### QUOTED PASSAGE

Boeing and NASA rolled Starliner and its United Launch Alliance Atlas V rocket off the pad for troubleshooting. Within a few months, investigators had found the likely cause of the valve issue: Nitrogen tetroxide (NTO) oxidizer reacted with moisture in the air, generating nitric acid. The nitric acid then reacted with the aluminum housing of the valves, creating corrosion products that impeded valve function.
That initial diagnosis was on the money, Boeing representatives and NASA officials said during a call with reporters today (May 3). And the mission team has successfully addressed the problem in the time since they added.
“Super proud of the Starliner team and the NASA team over the last eight months,” NASA Commercial Crew Program Manager Steve Stich said during today’s call. “It’s been a hard eight months, I would say, but very fulfilling that we’ve resolved the problem with the oxidizer isolation valves and we’re headed on toward launch.”
The valve fix is a multilayered one. For example, technicians sealed up “a potential moisture path” in the valves’ electrical connectors, Michelle Parker, vice president, and deputy general manager of Boeing Space and Launch, explained during today’s call. The team also now purges moisture out of the valves using nitrogen gas, she said.

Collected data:
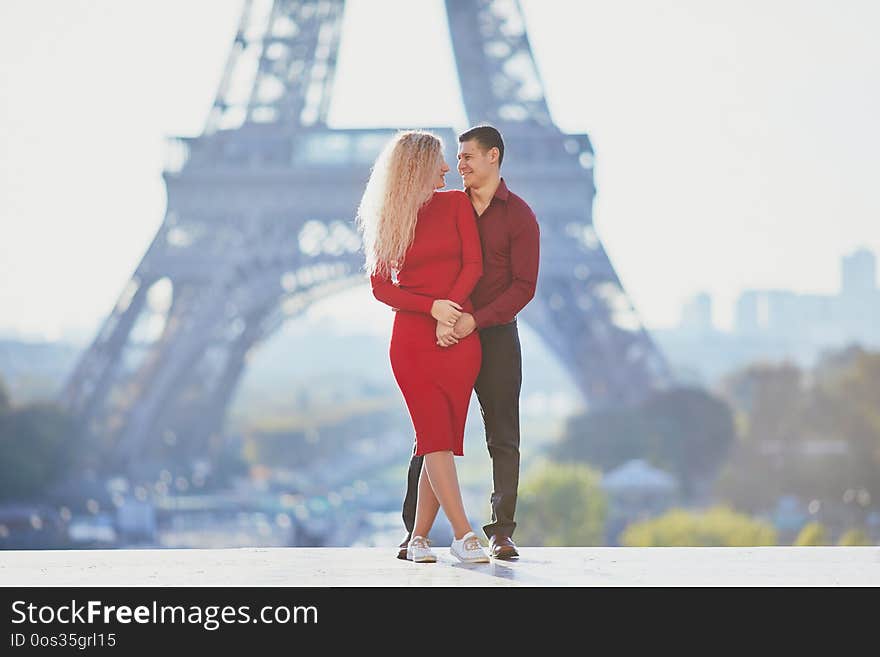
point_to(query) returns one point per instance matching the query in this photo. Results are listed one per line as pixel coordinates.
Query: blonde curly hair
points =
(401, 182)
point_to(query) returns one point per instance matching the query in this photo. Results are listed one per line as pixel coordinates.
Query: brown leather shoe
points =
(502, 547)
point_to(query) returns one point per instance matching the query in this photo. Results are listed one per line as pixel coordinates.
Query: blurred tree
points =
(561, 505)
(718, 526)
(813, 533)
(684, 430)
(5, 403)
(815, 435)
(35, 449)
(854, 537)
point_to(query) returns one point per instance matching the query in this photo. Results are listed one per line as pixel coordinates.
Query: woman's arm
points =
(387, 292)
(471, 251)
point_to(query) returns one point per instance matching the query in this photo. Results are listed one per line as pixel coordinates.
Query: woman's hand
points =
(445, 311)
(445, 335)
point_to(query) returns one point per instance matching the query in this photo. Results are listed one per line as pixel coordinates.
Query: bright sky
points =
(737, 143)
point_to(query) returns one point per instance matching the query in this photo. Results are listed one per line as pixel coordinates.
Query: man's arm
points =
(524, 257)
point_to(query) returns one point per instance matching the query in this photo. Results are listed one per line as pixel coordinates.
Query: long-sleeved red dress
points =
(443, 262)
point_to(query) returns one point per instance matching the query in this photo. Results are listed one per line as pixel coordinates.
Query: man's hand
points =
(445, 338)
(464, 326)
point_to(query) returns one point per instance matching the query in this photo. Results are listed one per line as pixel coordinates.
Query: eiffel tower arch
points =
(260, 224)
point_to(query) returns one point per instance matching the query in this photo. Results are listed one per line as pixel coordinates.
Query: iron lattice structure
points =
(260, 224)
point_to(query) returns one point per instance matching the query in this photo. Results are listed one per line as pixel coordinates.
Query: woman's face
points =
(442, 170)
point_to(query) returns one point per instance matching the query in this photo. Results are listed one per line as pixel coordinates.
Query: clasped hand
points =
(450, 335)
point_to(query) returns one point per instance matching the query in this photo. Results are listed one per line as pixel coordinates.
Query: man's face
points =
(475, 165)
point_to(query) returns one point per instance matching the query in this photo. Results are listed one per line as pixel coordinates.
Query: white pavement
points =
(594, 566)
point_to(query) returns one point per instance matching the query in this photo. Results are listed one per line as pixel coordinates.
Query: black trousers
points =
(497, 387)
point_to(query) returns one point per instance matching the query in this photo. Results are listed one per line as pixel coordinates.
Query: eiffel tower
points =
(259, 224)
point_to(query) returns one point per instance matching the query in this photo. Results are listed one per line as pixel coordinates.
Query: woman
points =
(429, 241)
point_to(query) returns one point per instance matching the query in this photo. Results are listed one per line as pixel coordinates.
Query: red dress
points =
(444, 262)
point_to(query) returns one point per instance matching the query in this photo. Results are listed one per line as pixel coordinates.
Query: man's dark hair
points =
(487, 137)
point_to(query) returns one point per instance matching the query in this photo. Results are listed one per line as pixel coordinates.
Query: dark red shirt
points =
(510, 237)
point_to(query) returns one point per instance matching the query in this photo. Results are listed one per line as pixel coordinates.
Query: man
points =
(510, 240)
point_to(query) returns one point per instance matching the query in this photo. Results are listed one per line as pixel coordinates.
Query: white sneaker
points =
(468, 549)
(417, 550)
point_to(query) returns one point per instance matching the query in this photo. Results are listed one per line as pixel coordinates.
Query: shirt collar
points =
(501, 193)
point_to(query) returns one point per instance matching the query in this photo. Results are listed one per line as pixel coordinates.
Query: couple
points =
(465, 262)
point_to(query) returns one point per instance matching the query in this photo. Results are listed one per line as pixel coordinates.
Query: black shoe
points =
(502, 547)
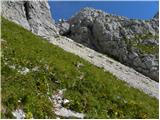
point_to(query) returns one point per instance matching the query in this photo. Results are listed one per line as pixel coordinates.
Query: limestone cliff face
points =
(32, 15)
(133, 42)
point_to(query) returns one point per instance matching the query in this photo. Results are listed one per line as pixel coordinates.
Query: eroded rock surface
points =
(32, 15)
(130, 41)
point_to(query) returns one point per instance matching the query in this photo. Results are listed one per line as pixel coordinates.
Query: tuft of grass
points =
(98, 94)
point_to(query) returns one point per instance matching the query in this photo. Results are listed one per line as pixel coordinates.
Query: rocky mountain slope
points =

### TASK INSTRUCTIONS
1 - In the Starliner valve article, what did the nitrogen tetroxide oxidizer react with to generate nitric acid?
2 - Echo the Starliner valve article, starting at "That initial diagnosis" and ending at "gas, she said.".
3 - Proceed with the Starliner valve article from the point where it stops.

### EXPECTED RESULTS
1 - Moisture in the air.

2 -
That initial diagnosis was on the money, Boeing representatives and NASA officials said during a call with reporters today (May 3). And the mission team has successfully addressed the problem in the time since they added.
“Super proud of the Starliner team and the NASA team over the last eight months,” NASA Commercial Crew Program Manager Steve Stich said during today’s call. “It’s been a hard eight months, I would say, but very fulfilling that we’ve resolved the problem with the oxidizer isolation valves and we’re headed on toward launch.”
The valve fix is a multilayered one. For example, technicians sealed up “a potential moisture path” in the valves’ electrical connectors, Michelle Parker, vice president, and deputy general manager of Boeing Space and Launch, explained during today’s call. The team also now purges moisture out of the valves using nitrogen gas, she said.

3 -
Boeing also gave the OFT-2 Starliner a new service module, mating that component to the crew capsule on March 12.
SpaceX also holds a NASA commercial crew contract. Elon Musk’s company recently launched its fourth operational astronaut mission for the agency, which is known as Crew-4. The four astronauts of SpaceX’s Crew-3 flight are currently onboard the station but will return to Earth early Friday morning (May 6), if all goes according to plan.
If all goes according to plan on OFT-2, Starliner will meet up with the ISS about a day after launch and spend five to 10 days docked with the station, NASA officials have said.